── TRECHO DO ARTIGO
Wednesday, 08 de January de 2025 ISSN 1519-7670 - Ano 25 - nº 1319

Estamos perdendo a capacidade de ver a realidade e o que o jornalismo tem a ver com isto?

(Foto:
Tânia Rêgo/Agência Brasil)

Nos Estados Unidos a economia vai bem e a criminalidade diminui, mas os eleitores votam num candidato que denuncia o caos no país. Aqui no Brasil, Lula tranquilizou a nação, a economia também vai bem, mas boa parte dos brasileiros, a maioria dos congressistas e o chamado mercado temem um futuro trágico. No cenário internacional, o fantasma de uma terceira guerra mundial volta a pairar nos grandes fóruns diplomáticos, apesar dos avanços incríveis das tecnologias digitais no modo de vida da população do planeta. Será que estamos perdendo a capacidade de enxergar a realidade?

O contraste entre o que acontece e o que achamos que acontece aponta para um descompasso crescente entre nossa percepção e a realidade. Nesta relação a imprensa tem um papel fundamental, porque é através dela que a maioria das pessoas obtém dados, fatos e ideias que as permitem perceber e opinar sobre o mundo em que vivemos. O jornalista norte-americano Joshua Benton, num artigo publicado no Nieman Lab, um projeto da Universidade Harvard, perguntou:  Será que a imprensa, autoproclamada como “cão de guarda” da democracia e da verdade não consegue mais perceber o mundo?

Benton não chega a dar uma resposta taxativa, mas justifica sua perplexidade recorrendo a dados históricos para mostrar o avanço da alienação informativa do americano médio. Até 2020, republicanos e democratas coincidiam em grande parte de suas percepções sobre realidade econômica e violência urbana. Mas a partir de 2020 surge uma aguda discrepância, quando 90% dos republicanos afirmavam que a criminalidade aumentou, enquanto apenas 29% dos democratas compartilhavam esta percepção.
────
── ENTRADAS SELECIONADAS
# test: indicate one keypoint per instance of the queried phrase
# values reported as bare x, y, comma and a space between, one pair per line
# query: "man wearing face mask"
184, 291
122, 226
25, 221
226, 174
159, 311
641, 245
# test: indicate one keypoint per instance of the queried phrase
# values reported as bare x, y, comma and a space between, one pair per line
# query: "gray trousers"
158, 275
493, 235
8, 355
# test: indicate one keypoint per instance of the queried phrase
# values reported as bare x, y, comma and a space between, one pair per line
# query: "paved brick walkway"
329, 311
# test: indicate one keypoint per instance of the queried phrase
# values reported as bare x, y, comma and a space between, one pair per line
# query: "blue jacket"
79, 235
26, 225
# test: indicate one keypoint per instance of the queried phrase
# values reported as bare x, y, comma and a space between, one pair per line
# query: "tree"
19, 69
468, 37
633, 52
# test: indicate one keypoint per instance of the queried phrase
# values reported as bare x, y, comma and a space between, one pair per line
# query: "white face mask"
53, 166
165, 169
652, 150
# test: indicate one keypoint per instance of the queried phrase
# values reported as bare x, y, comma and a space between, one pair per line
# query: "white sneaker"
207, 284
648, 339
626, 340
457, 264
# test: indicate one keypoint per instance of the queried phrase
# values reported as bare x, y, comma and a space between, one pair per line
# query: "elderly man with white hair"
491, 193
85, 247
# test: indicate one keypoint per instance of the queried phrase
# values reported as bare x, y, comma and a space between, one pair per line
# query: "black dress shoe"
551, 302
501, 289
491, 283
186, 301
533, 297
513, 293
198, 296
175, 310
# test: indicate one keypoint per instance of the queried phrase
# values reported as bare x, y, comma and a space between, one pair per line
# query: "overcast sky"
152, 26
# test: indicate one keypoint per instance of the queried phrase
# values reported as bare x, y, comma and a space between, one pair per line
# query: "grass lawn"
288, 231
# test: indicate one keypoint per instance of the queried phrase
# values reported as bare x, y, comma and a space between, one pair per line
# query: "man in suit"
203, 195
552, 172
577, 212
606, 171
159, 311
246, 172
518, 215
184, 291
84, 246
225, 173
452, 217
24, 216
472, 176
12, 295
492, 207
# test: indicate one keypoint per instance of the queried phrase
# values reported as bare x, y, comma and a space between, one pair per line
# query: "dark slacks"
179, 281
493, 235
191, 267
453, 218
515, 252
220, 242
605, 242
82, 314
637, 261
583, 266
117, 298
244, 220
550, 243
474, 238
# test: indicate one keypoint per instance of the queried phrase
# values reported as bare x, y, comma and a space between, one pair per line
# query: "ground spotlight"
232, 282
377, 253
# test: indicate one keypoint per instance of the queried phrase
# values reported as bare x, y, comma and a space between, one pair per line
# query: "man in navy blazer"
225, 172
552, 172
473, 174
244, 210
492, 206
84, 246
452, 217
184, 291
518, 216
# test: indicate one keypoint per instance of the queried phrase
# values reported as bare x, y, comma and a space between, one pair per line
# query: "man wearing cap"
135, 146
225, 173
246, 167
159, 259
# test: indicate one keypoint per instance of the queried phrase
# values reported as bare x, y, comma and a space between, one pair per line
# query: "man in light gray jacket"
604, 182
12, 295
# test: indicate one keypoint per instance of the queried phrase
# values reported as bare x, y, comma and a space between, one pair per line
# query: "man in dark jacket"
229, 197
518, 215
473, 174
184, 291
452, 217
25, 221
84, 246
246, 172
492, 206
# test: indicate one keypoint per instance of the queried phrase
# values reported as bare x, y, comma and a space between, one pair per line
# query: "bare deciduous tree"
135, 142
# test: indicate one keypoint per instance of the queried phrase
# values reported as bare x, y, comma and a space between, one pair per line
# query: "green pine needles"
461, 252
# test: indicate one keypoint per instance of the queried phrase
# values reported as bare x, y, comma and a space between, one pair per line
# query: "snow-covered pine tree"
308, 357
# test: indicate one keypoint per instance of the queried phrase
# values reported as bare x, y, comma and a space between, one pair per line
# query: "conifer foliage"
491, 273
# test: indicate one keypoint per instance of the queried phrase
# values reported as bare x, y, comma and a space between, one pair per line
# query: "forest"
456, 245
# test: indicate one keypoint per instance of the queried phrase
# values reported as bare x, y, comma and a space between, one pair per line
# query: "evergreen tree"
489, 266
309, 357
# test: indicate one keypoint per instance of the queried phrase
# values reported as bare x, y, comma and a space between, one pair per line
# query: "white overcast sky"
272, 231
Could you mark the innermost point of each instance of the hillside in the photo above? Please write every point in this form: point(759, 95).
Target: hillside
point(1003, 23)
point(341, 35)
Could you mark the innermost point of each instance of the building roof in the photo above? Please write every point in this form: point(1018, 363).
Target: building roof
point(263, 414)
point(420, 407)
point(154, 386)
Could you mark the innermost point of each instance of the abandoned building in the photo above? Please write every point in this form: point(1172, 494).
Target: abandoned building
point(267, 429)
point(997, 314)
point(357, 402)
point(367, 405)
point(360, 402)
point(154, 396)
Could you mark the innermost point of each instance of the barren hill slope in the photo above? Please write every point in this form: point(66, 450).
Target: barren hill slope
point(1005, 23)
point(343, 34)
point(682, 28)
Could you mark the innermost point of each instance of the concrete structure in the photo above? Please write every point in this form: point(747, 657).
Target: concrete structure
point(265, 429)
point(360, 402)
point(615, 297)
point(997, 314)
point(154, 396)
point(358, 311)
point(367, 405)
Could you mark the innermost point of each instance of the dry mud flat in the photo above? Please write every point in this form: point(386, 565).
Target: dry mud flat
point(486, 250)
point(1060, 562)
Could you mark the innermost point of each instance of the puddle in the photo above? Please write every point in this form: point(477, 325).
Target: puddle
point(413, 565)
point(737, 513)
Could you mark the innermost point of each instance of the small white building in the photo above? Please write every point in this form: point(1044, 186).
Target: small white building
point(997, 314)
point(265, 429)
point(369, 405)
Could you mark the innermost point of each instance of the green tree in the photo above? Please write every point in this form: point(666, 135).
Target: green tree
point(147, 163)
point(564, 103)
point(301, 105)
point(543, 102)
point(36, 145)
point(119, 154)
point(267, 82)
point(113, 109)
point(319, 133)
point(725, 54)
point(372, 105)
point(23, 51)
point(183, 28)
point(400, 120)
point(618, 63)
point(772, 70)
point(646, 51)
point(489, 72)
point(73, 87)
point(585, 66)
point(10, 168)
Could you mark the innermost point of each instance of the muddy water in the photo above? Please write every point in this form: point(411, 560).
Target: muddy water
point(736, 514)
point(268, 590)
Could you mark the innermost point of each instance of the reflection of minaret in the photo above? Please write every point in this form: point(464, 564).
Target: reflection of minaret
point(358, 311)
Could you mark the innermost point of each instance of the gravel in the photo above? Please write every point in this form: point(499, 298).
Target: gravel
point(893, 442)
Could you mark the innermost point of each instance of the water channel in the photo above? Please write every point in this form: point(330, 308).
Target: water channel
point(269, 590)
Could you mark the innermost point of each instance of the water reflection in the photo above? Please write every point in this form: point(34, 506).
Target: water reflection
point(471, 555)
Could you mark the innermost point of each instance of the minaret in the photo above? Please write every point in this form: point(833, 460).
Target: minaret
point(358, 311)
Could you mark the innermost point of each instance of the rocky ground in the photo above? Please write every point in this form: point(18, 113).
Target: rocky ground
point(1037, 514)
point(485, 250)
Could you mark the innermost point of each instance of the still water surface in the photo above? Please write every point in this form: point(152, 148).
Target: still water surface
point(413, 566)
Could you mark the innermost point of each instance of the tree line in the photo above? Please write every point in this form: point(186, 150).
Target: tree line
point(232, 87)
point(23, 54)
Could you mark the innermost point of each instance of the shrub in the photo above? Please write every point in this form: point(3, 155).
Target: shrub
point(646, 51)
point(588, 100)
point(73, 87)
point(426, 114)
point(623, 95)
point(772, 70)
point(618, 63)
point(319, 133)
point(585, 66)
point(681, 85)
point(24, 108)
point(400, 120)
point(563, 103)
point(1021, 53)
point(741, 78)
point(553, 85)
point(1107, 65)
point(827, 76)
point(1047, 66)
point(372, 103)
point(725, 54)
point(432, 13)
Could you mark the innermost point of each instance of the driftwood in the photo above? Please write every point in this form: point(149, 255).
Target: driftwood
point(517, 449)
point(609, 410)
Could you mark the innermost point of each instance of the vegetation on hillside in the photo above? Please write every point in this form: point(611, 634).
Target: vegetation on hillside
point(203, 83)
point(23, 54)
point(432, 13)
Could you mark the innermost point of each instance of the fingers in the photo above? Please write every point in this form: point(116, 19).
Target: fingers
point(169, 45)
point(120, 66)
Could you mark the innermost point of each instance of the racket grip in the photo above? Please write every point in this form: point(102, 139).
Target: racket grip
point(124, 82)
────
ENUNCIADO A ▸ Segundo o trecho do artigo, onde Joshua Benton publicou o artigo em que questiona a capacidade da imprensa de perceber o mundo?
ENUNCIADO B ▸ Reescreva de forma mais breve o parágrafo do trecho do artigo que começa com "Benton não chega a dar uma resposta taxativa", mantendo seus fatos principais.

RESPOSTA A ▸ No Nieman Lab, um projeto da Universidade Harvard.

RESPOSTA B ▸ Sem dar uma resposta taxativa, Benton recorre a dados históricos para mostrar a crescente alienação informativa do americano médio. Até 2020, republicanos e democratas tinham percepções parecidas sobre economia e violência urbana. A partir de 2020, 90% dos republicanos afirmavam que a criminalidade aumentou, contra apenas 29% dos democratas.